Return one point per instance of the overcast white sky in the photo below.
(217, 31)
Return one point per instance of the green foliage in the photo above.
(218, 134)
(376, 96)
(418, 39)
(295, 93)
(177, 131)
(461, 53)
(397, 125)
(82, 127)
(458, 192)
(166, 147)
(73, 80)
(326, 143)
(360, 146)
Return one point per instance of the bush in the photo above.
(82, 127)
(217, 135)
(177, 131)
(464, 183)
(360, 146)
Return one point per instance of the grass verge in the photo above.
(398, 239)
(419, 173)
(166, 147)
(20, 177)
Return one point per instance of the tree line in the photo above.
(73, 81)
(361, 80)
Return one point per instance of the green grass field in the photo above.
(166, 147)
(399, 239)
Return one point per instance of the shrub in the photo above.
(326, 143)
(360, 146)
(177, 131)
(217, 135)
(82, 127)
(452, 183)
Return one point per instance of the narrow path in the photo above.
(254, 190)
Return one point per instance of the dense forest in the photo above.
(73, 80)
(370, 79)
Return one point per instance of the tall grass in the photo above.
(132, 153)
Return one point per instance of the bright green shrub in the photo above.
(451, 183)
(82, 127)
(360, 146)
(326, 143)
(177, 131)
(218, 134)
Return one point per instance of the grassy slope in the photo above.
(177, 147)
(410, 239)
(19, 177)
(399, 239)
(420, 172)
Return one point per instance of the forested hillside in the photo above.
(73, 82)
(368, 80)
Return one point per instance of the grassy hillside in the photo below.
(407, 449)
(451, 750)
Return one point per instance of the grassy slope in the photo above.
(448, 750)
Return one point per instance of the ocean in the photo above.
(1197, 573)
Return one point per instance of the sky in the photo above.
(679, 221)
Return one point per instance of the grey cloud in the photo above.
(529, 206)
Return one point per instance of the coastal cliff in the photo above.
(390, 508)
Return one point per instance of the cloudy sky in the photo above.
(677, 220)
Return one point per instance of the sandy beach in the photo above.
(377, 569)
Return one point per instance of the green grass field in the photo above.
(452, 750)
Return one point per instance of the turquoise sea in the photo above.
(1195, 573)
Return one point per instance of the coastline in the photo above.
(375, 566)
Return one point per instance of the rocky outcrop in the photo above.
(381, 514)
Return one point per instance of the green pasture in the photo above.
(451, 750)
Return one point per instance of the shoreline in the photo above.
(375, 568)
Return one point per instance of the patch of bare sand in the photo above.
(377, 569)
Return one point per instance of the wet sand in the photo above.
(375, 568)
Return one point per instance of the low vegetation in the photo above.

────────────────────

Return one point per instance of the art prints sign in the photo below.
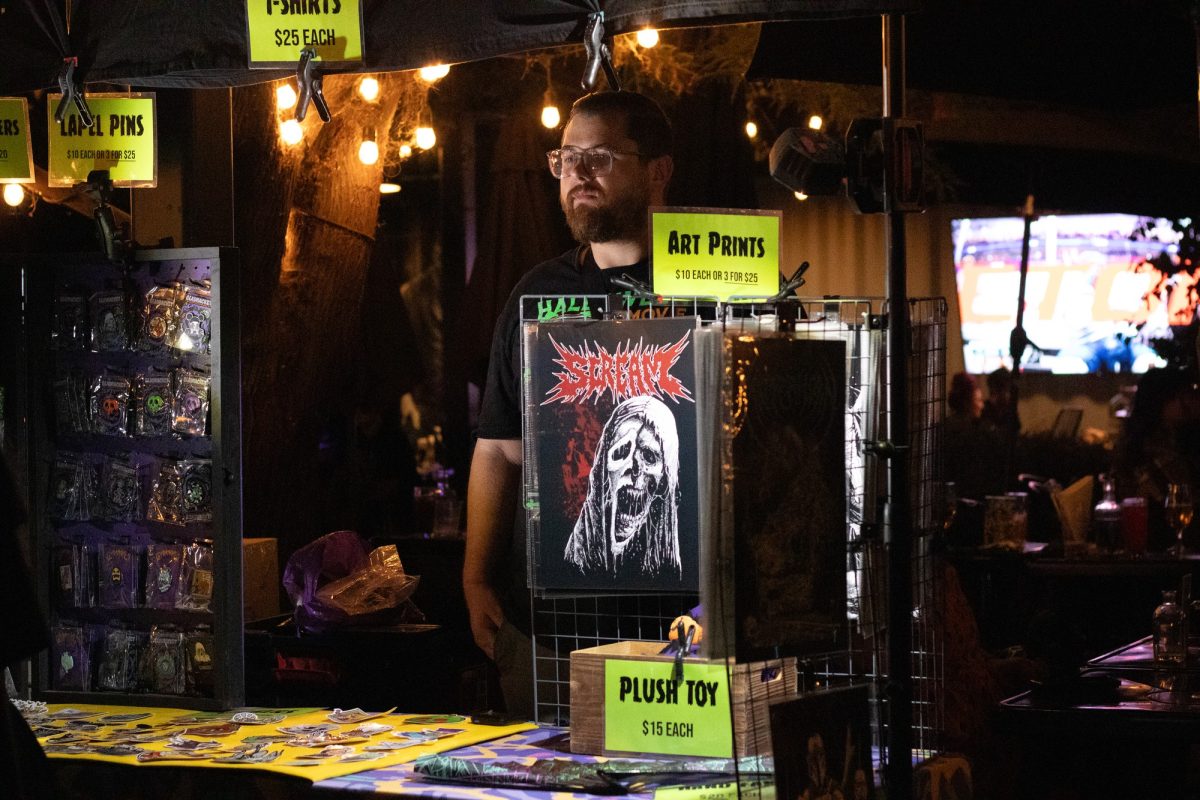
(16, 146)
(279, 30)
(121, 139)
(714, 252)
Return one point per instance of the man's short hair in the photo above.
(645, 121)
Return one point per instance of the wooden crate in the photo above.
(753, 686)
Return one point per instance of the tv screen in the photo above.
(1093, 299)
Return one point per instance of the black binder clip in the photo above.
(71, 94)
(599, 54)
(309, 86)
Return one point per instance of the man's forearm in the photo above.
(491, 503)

────────────────────

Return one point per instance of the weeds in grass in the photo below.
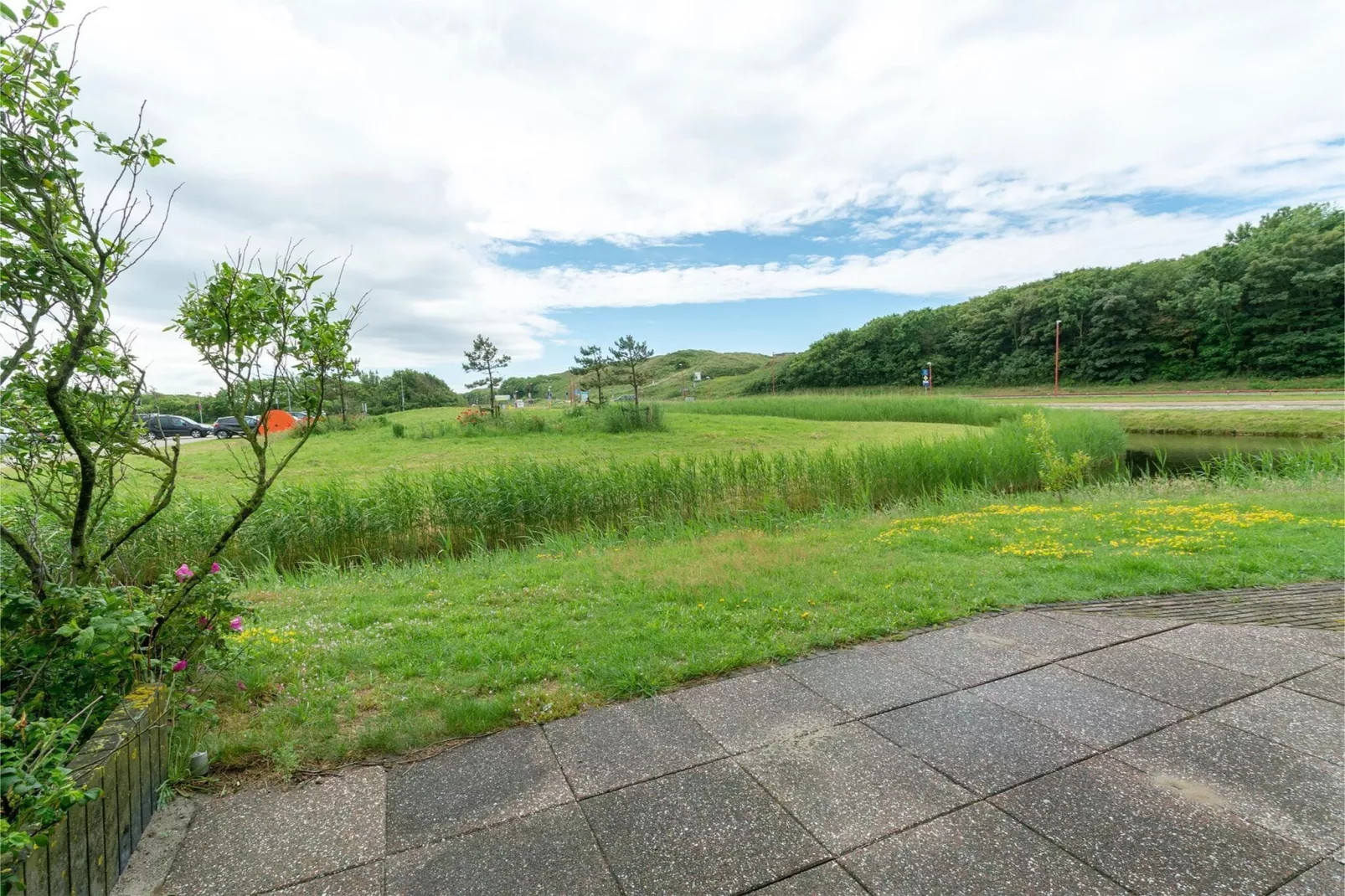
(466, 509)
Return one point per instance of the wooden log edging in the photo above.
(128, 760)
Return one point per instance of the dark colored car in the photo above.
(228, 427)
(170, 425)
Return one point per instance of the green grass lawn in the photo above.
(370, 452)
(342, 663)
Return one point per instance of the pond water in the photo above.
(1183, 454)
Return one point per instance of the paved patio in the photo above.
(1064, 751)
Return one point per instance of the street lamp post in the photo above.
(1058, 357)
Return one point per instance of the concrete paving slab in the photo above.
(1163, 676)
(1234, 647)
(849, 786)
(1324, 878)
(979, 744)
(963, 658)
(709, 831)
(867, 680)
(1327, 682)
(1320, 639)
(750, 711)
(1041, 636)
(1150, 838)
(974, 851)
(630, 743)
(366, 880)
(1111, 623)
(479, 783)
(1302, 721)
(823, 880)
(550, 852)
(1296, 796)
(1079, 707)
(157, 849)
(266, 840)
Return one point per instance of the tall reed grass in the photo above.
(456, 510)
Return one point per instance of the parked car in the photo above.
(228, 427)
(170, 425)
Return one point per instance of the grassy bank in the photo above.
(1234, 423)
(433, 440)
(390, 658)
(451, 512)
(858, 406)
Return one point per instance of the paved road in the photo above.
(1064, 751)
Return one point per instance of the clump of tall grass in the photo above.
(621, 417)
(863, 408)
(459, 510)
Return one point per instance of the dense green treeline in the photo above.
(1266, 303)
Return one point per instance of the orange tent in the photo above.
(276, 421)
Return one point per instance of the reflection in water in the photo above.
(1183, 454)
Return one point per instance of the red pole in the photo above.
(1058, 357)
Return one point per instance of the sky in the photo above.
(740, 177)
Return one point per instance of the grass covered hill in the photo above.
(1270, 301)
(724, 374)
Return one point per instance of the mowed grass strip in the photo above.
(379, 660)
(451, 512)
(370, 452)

────────────────────

Goal — Copy the lines starting at the one containing "Return one point per instance of the green pasture" and ending after the one containing "Return one point per instance of the low", changing "wet sand" to "damp sand" and leaving everything else the same.

Solution to the exercise —
Return one point per instance of the green pasture in the photo above.
(451, 750)
Return one point per instance of the shoreline in the photo above.
(375, 568)
Return one point per instance of the patch of bare sand in the photo above.
(377, 569)
Return one point per instance of the damp sand in the photo above.
(375, 568)
Return one point per instance of the low vegetation in the photo above.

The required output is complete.